● Short exercise
Answer the following about the FRTB article below:
(a) In what month and year was the FRTB guideline finalized?
(b) Who moderated the discussion?
(c) Failing which test did Hjalmar describe as a huge concern?

● Excerpt
╔══

The Fundamental Review of the Trading Book:

Why Banks Should Act Now

Despite the FRTB guideline being finalized in January 2016, there is still a certain amount of ambiguity and uncertainty surrounding the profound regulation. With the intention of creating a greater understanding, Marcus Evans Webinars, along with market leading financial services company, Oracle, invited a board of experts to discuss the Basel committee’s overhaul.

Oracle’s Global Solutions Specialist — Treasury, Ziauddin Ishaq moderated the much anticipated discussion with industry leaders, Hany Farag, the Head of Modelling and Methodology, Capital Market Risk Management at CIBC and Hjalmar Schroder, the business head FRTB program from Zurcher Kantonalbank.

Banks Must Act Now, Otherwise Issues may only Worsen

Despite the lingering lack of clarity that surrounds FRTB, Hany made clear that establishing a baseline from which to start is essential. He referred to the ‘chicken and the egg’ situation, where banks want more information and data to be able to plan a structure. However, the availability of this information is non-existent. Using the Standardized Approach, one which is often underestimated, to inform some decision making is a good option and some assumptions have to be made. It is clear there is a lot of work to be done; meaning procrastination among banks in setting their processes in place could be detrimental as the timelines are not as generous as they seem.

Concern is Justified, but Success is Possible

The ‘PLA’ test has come under widespread scrutiny and precautions must be taken to ensure compliance. Failing this test was a huge concern according to Hjalmar.

Hany’s precautions to limit failure:

  • Establish all the possible risk factors and put them into the PLA. Confirming this, the bank then should understand those needed and those not.

╚══

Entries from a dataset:
╔══

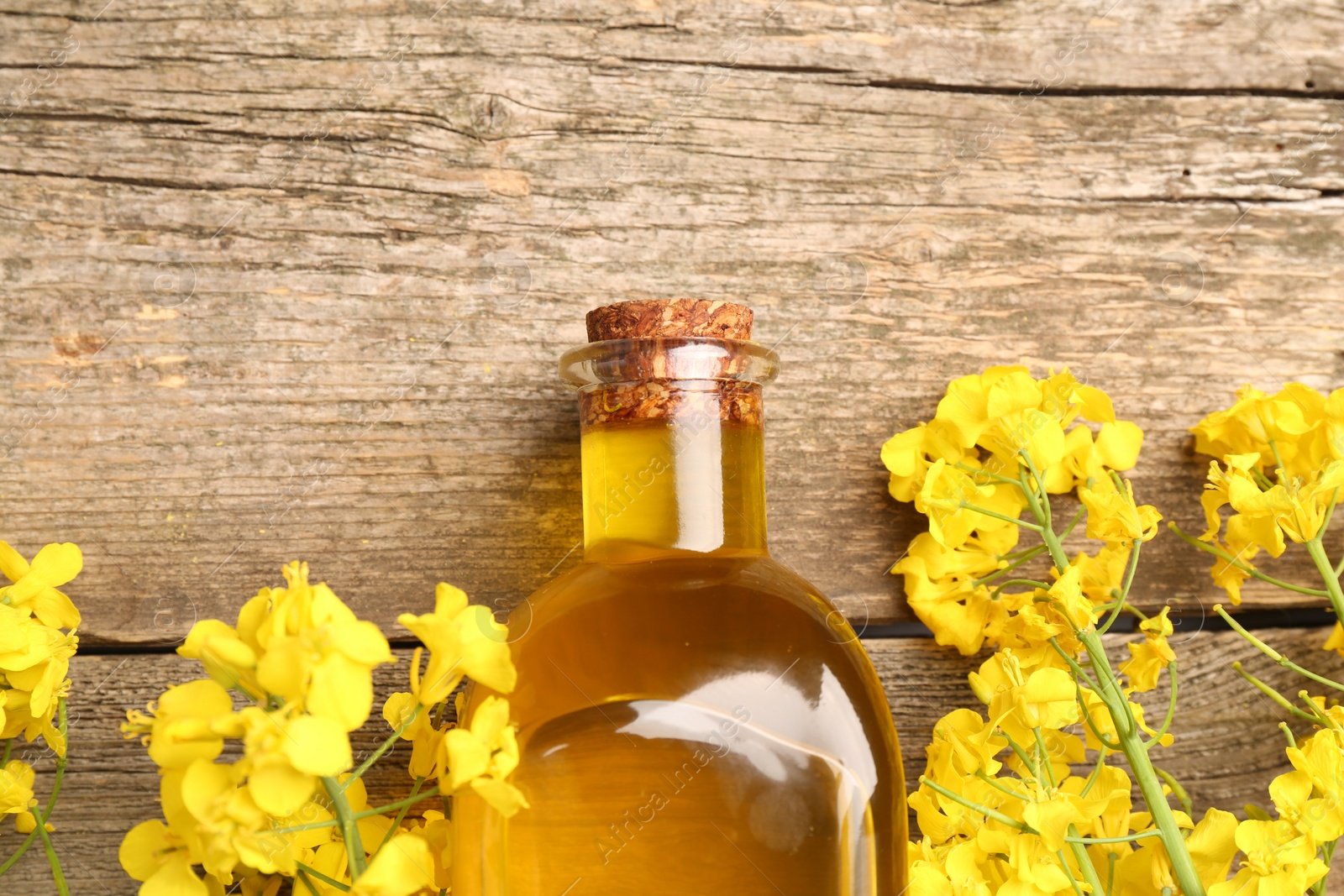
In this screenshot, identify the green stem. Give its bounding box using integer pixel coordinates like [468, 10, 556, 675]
[38, 822, 70, 896]
[0, 697, 70, 874]
[1064, 825, 1100, 893]
[970, 544, 1046, 585]
[374, 777, 425, 854]
[1232, 661, 1317, 724]
[269, 778, 438, 834]
[1031, 726, 1058, 787]
[1078, 747, 1110, 797]
[1167, 522, 1339, 598]
[1312, 840, 1340, 896]
[294, 867, 320, 896]
[1278, 721, 1297, 750]
[1306, 529, 1344, 619]
[1268, 439, 1288, 485]
[961, 501, 1040, 532]
[956, 461, 1017, 485]
[1147, 659, 1176, 750]
[1003, 731, 1037, 777]
[1153, 766, 1194, 815]
[1098, 542, 1144, 634]
[1074, 681, 1120, 752]
[294, 862, 349, 893]
[1055, 849, 1084, 896]
[1064, 831, 1163, 846]
[993, 579, 1050, 595]
[340, 704, 425, 790]
[354, 779, 438, 820]
[1214, 603, 1344, 690]
[919, 775, 1039, 834]
[1059, 506, 1087, 542]
[314, 778, 367, 880]
[1078, 631, 1205, 896]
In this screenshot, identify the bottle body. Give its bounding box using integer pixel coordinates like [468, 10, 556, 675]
[453, 551, 906, 896]
[453, 323, 907, 896]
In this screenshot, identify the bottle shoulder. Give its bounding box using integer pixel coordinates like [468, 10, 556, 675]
[486, 556, 896, 778]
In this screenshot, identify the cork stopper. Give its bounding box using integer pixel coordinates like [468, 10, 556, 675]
[587, 298, 751, 343]
[580, 298, 773, 432]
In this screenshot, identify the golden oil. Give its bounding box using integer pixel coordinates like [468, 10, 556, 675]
[453, 314, 906, 896]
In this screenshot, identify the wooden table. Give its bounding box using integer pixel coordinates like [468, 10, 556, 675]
[0, 0, 1344, 894]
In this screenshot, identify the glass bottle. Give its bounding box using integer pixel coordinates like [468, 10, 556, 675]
[453, 300, 907, 896]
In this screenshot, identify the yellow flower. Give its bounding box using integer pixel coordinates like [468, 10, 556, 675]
[1046, 421, 1144, 495]
[1191, 383, 1329, 475]
[916, 458, 1012, 548]
[968, 650, 1079, 743]
[0, 542, 83, 629]
[117, 820, 224, 896]
[1208, 820, 1329, 896]
[1116, 809, 1236, 896]
[121, 679, 234, 768]
[400, 809, 453, 889]
[1046, 565, 1097, 631]
[349, 833, 437, 896]
[1321, 622, 1344, 657]
[882, 419, 976, 502]
[439, 696, 528, 818]
[910, 842, 990, 896]
[228, 706, 352, 817]
[1082, 688, 1176, 750]
[891, 525, 1019, 657]
[176, 759, 300, 884]
[1288, 731, 1344, 816]
[999, 834, 1074, 896]
[177, 621, 270, 700]
[1268, 768, 1344, 844]
[0, 759, 38, 833]
[396, 582, 517, 706]
[0, 607, 79, 726]
[1120, 607, 1176, 692]
[383, 690, 448, 778]
[926, 708, 1008, 783]
[1078, 479, 1163, 545]
[1060, 766, 1134, 869]
[252, 563, 395, 731]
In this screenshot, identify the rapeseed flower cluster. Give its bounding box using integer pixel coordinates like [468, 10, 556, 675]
[1178, 383, 1344, 656]
[119, 563, 527, 896]
[883, 367, 1220, 896]
[0, 542, 83, 893]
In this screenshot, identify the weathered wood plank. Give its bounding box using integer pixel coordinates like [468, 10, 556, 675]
[5, 0, 1344, 94]
[0, 2, 1344, 643]
[3, 630, 1344, 896]
[0, 187, 1344, 643]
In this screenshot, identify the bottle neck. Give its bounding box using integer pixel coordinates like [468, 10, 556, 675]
[580, 381, 766, 563]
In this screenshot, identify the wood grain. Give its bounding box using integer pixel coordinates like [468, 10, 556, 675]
[0, 0, 1344, 893]
[10, 629, 1344, 896]
[0, 0, 1344, 645]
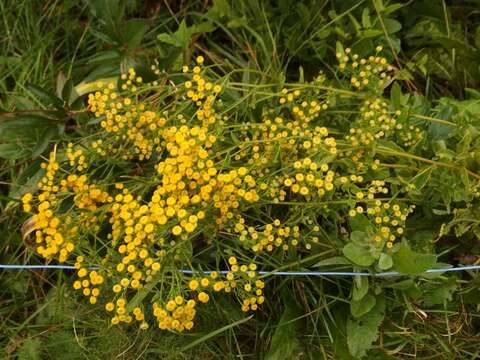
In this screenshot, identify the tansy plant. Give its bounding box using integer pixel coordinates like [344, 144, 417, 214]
[16, 45, 480, 356]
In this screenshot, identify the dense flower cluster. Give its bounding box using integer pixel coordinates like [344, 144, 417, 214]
[22, 49, 456, 332]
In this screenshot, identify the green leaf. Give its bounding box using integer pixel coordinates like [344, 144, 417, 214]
[390, 82, 402, 109]
[383, 18, 402, 34]
[347, 297, 385, 358]
[26, 84, 63, 108]
[0, 143, 30, 160]
[393, 241, 437, 275]
[0, 114, 59, 143]
[265, 302, 302, 360]
[378, 253, 393, 270]
[350, 230, 370, 245]
[208, 0, 231, 18]
[350, 294, 377, 318]
[362, 7, 372, 29]
[352, 275, 369, 301]
[343, 243, 375, 266]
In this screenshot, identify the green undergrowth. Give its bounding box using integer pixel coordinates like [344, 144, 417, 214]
[0, 0, 480, 360]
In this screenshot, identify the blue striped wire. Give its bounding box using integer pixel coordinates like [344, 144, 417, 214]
[0, 264, 480, 277]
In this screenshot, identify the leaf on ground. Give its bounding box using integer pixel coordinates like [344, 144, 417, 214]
[393, 241, 437, 275]
[347, 297, 385, 358]
[16, 338, 42, 360]
[343, 243, 375, 266]
[350, 294, 377, 318]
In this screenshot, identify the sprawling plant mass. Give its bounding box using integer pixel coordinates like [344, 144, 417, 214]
[16, 45, 480, 355]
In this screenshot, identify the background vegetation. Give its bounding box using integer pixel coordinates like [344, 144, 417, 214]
[0, 0, 480, 359]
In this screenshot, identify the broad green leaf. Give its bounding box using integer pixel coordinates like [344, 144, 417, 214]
[347, 297, 385, 358]
[0, 143, 30, 160]
[350, 230, 370, 245]
[350, 294, 377, 318]
[352, 275, 369, 301]
[390, 82, 402, 109]
[410, 166, 432, 190]
[383, 18, 402, 34]
[122, 19, 148, 49]
[343, 243, 375, 266]
[362, 7, 372, 29]
[27, 84, 63, 108]
[378, 253, 393, 270]
[393, 241, 437, 275]
[157, 20, 215, 49]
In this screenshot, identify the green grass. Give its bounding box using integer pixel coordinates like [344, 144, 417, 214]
[0, 0, 480, 360]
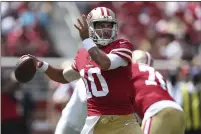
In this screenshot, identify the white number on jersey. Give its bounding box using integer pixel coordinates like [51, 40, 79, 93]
[139, 64, 167, 90]
[80, 67, 109, 99]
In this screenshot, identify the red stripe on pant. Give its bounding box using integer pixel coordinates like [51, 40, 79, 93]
[143, 118, 152, 134]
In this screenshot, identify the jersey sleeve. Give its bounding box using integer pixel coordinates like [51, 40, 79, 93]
[110, 40, 134, 63]
[71, 51, 79, 72]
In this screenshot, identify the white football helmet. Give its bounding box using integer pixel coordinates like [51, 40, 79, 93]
[132, 50, 153, 66]
[87, 7, 118, 46]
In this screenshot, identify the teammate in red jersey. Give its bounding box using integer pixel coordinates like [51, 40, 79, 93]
[20, 7, 142, 134]
[132, 50, 185, 134]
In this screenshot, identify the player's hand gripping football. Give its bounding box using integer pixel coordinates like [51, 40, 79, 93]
[74, 14, 89, 40]
[20, 54, 43, 68]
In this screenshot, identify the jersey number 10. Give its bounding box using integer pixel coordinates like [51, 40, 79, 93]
[80, 67, 109, 99]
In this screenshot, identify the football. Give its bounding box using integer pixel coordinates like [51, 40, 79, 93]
[14, 56, 36, 83]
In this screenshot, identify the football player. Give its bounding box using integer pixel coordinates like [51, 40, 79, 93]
[23, 7, 142, 134]
[132, 50, 185, 134]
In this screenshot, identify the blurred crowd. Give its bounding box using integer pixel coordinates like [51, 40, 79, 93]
[1, 1, 201, 134]
[1, 2, 58, 57]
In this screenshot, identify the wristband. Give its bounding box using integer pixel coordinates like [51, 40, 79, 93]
[82, 38, 96, 51]
[39, 61, 49, 72]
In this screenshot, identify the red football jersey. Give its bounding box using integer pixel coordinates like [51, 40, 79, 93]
[132, 64, 173, 118]
[72, 39, 133, 116]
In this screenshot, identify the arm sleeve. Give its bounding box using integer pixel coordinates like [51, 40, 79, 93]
[110, 40, 134, 63]
[107, 54, 128, 70]
[63, 66, 80, 82]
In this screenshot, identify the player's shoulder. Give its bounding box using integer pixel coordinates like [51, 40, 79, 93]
[111, 39, 133, 46]
[110, 39, 134, 51]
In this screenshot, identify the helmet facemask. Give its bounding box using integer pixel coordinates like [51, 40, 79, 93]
[89, 20, 117, 46]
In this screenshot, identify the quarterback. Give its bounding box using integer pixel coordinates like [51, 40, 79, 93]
[22, 7, 142, 134]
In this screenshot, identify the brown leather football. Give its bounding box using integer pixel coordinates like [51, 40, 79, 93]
[15, 56, 36, 83]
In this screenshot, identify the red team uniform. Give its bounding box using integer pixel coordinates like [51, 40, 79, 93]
[72, 39, 133, 116]
[132, 63, 174, 119]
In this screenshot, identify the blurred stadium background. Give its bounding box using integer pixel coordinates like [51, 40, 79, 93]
[1, 1, 201, 134]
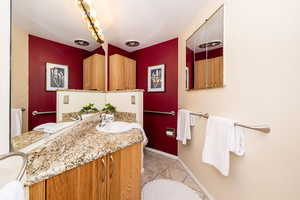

╚══

● Correct result
(a) January 2016
(b) Ziauddin Ishaq, Oracle's Global Solutions Specialist — Treasury
(c) The PLA test